• [Document extract]:
★ ★ ★
After that there were very few tears. We spent so many months where the kids got to explore every inch of the new house before we ever spent the night that there was nothing unfamiliar about it. They knew its smells and its creaks and its best corners for hide and seek. They had established where they liked to play with what toys and they had dropped many things down the laundry chute. They had helped paint their own rooms, we’d eaten pizza several times at the new dining room table and ice cream in the breakfast nook, and had many hunts for chocolate eggs all over the living room. It wasn’t foreign even if it wasn’t really home. Every day after school we’d pull up to our intersection and I would ask, “Which house?” and about half the time they’d pick the old one, and the other half the new. For weeks the two places were fairly interchangable, the determining factor usually being if they were hungry because all the food was at the old house.
One interesting thing about the slow motion move was that you could feel the shift from house to home. The old house was home for a long time, and the new house was like an echo chamber. As more things moved over the two houses balanced out for awhile, but then the house we were living in became stranger and the new one started sounding more normal. Things started to look more familiar in the new house as it filled with our things, and the old house became more uncomfortable. We were living in a space that had whole rooms with nothing in them and our footfalls would reverberate as we walked past. We were sleeping on the floor for a month and a half and the kids had almost no toys. While Ian was home on leave he moved the televisions and had our phone service shifted over.
By the time we spent the night in the new house, there was really nothing to miss in the old one. It still held nice memories, but it wasn’t homey. It was just a house. The kids objected to leaving it more out of habit or in theory. It was obvious they were ready to go be reunited with their things across the street and lead lives uninterrupted by having to evacuate frequently because of realtors doing house showings.
★ ★ ★
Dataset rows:
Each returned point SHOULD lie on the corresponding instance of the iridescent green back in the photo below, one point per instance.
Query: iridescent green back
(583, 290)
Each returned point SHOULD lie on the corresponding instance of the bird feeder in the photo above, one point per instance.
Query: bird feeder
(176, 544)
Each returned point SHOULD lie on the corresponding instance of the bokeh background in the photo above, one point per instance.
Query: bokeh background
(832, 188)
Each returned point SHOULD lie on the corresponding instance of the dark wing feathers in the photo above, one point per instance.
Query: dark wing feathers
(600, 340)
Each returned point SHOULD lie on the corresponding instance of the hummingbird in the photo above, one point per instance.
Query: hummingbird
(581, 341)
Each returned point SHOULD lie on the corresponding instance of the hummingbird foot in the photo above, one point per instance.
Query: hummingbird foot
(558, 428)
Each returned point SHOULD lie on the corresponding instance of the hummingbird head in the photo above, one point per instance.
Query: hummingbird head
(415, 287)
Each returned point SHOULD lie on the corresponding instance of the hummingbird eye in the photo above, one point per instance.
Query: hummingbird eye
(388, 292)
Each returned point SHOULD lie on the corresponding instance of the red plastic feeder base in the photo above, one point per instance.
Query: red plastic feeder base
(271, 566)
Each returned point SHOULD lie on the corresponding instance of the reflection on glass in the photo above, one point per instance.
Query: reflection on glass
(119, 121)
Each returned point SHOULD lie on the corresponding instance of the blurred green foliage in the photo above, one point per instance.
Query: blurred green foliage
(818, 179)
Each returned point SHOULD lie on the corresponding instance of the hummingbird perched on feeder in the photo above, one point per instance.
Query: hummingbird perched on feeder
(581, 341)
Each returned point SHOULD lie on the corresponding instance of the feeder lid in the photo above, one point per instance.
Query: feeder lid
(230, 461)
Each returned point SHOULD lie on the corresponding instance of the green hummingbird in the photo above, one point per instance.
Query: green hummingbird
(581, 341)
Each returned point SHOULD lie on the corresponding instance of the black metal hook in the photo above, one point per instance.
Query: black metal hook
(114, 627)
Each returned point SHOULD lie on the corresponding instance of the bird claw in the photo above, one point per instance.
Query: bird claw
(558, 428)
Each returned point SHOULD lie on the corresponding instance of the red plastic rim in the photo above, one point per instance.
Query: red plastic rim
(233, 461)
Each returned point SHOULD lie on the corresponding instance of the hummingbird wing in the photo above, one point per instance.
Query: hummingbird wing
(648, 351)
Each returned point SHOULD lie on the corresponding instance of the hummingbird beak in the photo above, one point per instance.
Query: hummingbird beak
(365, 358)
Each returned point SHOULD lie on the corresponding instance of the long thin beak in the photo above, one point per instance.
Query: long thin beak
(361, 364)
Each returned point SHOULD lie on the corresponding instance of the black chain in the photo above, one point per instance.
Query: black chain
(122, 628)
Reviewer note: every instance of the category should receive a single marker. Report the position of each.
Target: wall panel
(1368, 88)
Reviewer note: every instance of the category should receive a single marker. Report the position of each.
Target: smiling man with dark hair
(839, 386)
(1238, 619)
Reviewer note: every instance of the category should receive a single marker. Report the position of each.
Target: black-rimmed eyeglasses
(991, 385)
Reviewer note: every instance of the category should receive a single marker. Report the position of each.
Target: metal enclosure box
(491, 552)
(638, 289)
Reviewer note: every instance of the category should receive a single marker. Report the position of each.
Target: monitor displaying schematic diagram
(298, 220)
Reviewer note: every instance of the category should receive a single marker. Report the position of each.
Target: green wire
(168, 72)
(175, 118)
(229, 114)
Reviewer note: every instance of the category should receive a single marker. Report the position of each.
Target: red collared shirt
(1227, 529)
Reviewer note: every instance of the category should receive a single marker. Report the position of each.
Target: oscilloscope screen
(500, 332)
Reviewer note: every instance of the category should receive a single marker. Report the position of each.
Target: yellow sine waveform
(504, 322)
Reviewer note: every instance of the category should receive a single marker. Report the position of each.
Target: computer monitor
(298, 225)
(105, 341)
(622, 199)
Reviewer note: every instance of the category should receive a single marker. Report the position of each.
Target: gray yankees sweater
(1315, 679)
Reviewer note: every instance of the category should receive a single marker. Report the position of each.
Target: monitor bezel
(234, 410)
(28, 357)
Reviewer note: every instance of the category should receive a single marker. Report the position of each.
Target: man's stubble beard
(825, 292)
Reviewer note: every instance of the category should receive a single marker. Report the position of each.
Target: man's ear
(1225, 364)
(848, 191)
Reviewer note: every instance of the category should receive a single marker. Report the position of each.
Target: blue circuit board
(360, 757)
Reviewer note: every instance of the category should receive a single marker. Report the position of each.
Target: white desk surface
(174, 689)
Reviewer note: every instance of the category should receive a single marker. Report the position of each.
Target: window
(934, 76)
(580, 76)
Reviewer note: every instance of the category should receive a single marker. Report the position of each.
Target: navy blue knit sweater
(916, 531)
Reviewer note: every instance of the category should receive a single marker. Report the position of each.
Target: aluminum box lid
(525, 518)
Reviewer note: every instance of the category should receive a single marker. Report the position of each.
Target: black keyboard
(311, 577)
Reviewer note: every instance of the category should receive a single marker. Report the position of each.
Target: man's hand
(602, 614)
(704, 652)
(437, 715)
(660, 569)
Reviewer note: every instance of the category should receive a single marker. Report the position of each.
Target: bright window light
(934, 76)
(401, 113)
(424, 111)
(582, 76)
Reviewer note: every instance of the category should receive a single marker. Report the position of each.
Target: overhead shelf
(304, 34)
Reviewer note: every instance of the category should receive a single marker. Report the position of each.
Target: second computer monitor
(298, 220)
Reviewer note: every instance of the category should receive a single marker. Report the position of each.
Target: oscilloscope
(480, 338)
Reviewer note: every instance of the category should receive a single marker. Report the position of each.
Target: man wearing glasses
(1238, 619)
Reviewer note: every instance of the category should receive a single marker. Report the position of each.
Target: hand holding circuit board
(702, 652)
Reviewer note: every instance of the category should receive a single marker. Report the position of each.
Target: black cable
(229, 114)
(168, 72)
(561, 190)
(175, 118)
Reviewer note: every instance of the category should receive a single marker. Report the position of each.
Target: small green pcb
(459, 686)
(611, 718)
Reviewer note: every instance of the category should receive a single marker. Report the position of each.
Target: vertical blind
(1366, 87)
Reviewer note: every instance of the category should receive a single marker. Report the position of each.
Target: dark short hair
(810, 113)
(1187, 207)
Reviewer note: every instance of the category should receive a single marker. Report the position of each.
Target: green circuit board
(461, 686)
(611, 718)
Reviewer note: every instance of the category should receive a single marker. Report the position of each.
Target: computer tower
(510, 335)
★ ★ ★
• [Actions to take]:
**a.** According to the house-move passage, why were there "very few tears" once the family moved? Answer in one to three sentences.
**b.** Resume the house-move passage after its last sentence.
These dataset rows have no connection to the house-move passage.

• [Results of the exercise]:
**a.** The kids had spent months exploring every inch of the new house before the family ever spent the night there, so nothing about it was unfamiliar. They already knew its smells, its creaks and its best hide-and-seek corners.

**b.**
My last concern was getting them over the hump of the first night. The first night in a new place is hard, so I promised the kids we would bake a giant pink cupcake to eat for breakfast the first morning there. I figured if they woke up excited about a giant pink cupcake they wouldn’t focus on too much else. We baked it the night before, they got to decorate it with vanilla frosting and every sprinkle we owned, and they went to bed buzzing about how in the morning they were going to get to eat it. Worked great. I didn’t hear one peep about how weird it was waking up in a new room, just about how cool it was to have cake for breakfast. After that, their rooms were just their rooms, the kitchen was just the kitchen, and as long as the television works in the new family room they have no complaints. I’m sure they could have handled a sudden move if we’d had to do it, but I’m glad I was able to make it a more subtle process. They have enough disruption in their lives with their dad away, so that the move didn’t feel traumatic was important to me.
(Not a prize winning confection to be sure, but it sure was sweet.)
I’m so grateful that Ian was home on leave in April so we could all spend the first night in the new house together. We got to buy a grill for him to cook on and use to make smores with the kids (and then the next day buy a cover for so it can sit on the deck until he gets back from Iraq because I won’t be using it). I got his input on areas of the house that interest him, which has been helpful while picking out furniture and figuring out where things go. But most of all thanks to his time here it’s now his home too. When he comes back he’ll be coming home, and not to something completely new. It was sad dismantling the home we’d made together without him. It felt wrong. Having him participate in the move even a little restored my sense of us doing this as a family again, and it’s made a big difference.
Another thing that has made this move less typical was buying a house from friends. Having known this house and its previous owners for so long has meant that for quite awhile I felt like a bit of an imposter here. Quinn called it “Paul and Melissa’s House” until just a couple of weeks ago. Upstairs felt like ours first because we’d never spent any time there before we moved in so we only really know what it’s like our way. Downstairs its harder not to picture how it used to be and to make it our own. Every time we change something I wonder about what our friends would think, even though they would certainly understand that it’s our house now and we use it differently than they did. Time will fix that, I know, but it’s still interesting.
When I started sitting on the front porch steps once the weather warmed up, I felt out of place. But after we moved our porch swing over from the other house the experience on the new porch changed. We were using it in a way the neighbors hadn’t, so it didn’t compare anymore. Little by little we’re claiming the whole house. (Although, frankly, Mona claimed the whole thing for herself months ago, so this is strictly my problem.)
And I have to state what a huge role food plays in making a house into a home. Baking that giant cupcake did more than provide a distraction for the next morning. It made the house smell yummy and gave us a chance to create something together in the new place. Since the food moved over, no one has asked to go back and visit the old house across the street, even though it’s still ours until the end of the month.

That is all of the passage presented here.